** START Stored records **
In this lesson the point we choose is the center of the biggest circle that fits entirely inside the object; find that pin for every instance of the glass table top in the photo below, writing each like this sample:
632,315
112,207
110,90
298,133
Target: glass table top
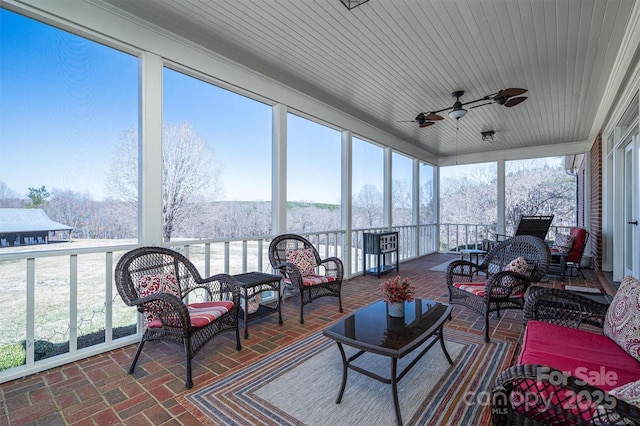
372,329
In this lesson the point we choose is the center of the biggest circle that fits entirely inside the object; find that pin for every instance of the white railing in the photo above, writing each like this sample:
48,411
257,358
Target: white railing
** END Stored records **
§ Exercise
Rewrite the data above with "lesson" changed to "exercise" everywhere it occurs, keeping everything else the same. Leave the pictures out of your answer.

§ Written answer
In this exercise the point we choose is the center of the biggest circle that fits entirely inside the object; find that pin for every instance of the glass table top in the photo below, writing each like this sample:
632,315
112,207
110,90
298,133
Target: glass table top
372,329
In this exercise the point we choose is the center of the biggest circle that fits entirely inside the object; find that pin for every instance of the white railing in the photo above, writing each like this sample:
48,411
257,358
Target: white railing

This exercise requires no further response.